# PROBLEM STATEMENT
Everything from the line containing "For each instance of the bus tire, place" down to the last line below should be set down exactly, and only that, without the pictures.

# MATERIAL FOR THIS EXERCISE
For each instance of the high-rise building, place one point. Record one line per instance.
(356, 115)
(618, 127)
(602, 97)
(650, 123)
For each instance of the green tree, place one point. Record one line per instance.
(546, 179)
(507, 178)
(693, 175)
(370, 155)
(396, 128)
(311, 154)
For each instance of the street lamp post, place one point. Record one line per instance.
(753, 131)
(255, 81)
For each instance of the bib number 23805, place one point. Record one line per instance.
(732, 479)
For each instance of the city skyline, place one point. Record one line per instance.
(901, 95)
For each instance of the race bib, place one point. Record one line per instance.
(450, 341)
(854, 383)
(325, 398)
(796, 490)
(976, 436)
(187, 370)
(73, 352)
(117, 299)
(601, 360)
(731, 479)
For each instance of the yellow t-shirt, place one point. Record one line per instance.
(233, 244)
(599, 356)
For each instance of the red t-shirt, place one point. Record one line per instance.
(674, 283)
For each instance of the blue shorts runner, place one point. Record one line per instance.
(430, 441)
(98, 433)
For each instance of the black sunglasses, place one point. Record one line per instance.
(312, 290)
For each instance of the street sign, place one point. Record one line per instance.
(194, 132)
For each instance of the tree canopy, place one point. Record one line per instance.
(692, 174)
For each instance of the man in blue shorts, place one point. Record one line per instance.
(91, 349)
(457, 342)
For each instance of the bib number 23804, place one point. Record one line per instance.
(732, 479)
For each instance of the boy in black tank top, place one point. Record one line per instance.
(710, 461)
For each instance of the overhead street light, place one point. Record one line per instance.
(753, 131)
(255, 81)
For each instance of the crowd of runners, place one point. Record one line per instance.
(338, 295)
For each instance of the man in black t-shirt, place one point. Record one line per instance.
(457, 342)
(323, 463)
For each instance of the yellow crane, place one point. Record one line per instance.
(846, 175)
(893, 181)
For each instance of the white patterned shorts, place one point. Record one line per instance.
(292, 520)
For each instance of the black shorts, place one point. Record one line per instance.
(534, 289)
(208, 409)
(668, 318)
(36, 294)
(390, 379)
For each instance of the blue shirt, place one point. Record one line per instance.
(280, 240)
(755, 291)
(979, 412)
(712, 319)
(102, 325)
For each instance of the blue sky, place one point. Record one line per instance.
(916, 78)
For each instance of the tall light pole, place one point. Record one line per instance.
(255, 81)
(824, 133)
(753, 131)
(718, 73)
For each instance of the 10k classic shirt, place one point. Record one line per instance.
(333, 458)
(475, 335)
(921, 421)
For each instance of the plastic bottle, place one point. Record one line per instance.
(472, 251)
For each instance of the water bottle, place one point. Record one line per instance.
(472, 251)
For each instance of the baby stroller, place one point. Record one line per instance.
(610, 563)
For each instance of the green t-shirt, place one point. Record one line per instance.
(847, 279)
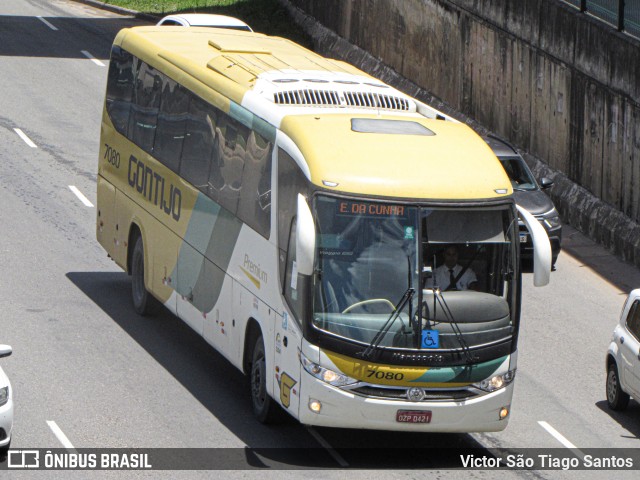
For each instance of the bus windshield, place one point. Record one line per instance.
(412, 277)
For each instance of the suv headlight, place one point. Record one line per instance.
(329, 376)
(496, 382)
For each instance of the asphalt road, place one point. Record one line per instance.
(89, 373)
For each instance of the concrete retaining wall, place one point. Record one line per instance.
(558, 84)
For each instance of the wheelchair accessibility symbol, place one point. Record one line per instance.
(430, 339)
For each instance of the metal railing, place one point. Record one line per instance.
(624, 15)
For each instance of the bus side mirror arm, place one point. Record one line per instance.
(305, 237)
(541, 248)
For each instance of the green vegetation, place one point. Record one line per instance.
(265, 16)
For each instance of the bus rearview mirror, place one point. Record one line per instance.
(541, 248)
(305, 237)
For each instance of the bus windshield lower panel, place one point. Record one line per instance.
(402, 277)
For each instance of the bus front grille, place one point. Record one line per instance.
(401, 393)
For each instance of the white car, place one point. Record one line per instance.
(623, 356)
(6, 405)
(205, 20)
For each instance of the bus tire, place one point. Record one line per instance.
(616, 397)
(264, 408)
(143, 302)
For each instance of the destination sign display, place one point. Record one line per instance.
(351, 208)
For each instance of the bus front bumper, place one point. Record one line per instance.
(342, 409)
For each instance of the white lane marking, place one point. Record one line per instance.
(561, 438)
(80, 195)
(336, 456)
(92, 58)
(24, 137)
(52, 27)
(60, 435)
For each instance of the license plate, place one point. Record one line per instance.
(413, 416)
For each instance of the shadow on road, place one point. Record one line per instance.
(224, 391)
(30, 37)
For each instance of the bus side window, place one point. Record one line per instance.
(144, 107)
(255, 198)
(291, 181)
(119, 88)
(296, 286)
(172, 124)
(197, 148)
(233, 143)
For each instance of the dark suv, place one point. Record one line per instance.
(528, 194)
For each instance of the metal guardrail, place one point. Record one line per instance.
(624, 15)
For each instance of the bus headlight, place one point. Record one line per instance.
(496, 382)
(328, 376)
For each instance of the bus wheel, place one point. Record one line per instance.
(264, 408)
(143, 302)
(616, 398)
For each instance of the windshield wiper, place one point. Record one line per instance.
(406, 297)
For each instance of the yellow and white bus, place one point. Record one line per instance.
(295, 212)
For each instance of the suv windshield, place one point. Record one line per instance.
(519, 173)
(372, 256)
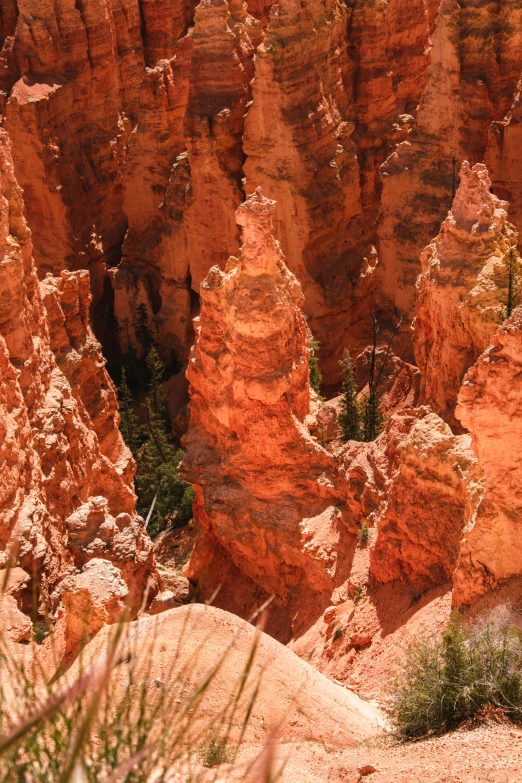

# WRITTEN SOLUTION
For each instance of the bus tire, place one point. Record one line per instance.
(616, 397)
(264, 408)
(143, 302)
For each instance of the destination sign display, place one point. Record one line per instance.
(351, 208)
For each instance of the bus front bumper, place one point. Record one line per instance.
(342, 409)
For each instance of the white lane marking, place one point. Record one line per instance.
(561, 438)
(80, 195)
(336, 456)
(92, 58)
(24, 137)
(52, 27)
(60, 435)
For each instance of the license plate, place one point. Record one line per instance.
(413, 416)
For each instance of the shadow on road, place one point. Record one line per instance.
(224, 391)
(30, 37)
For each instance of the bus side window, place one point. Record one line per instance.
(144, 107)
(255, 198)
(291, 181)
(119, 88)
(296, 286)
(172, 124)
(197, 148)
(233, 143)
For each instance of the dark suv, place one point. Record one line per instance.
(528, 194)
For each instance of the metal guardrail, place one point. Record one line per instance.
(624, 15)
For each instance of the bus headlight, place one point. Record one line per instance.
(496, 382)
(328, 376)
For each instance of the bus wheel, place one point. Record one line per instance.
(264, 408)
(143, 302)
(616, 398)
For each instance of the windshield wiper, place one point. Record one line per instance.
(406, 297)
For each instance of the yellow and white bus, place one point. Record one line per instance.
(295, 212)
For each instance of the suv windshield, place one point. Record one line per instance.
(519, 173)
(372, 256)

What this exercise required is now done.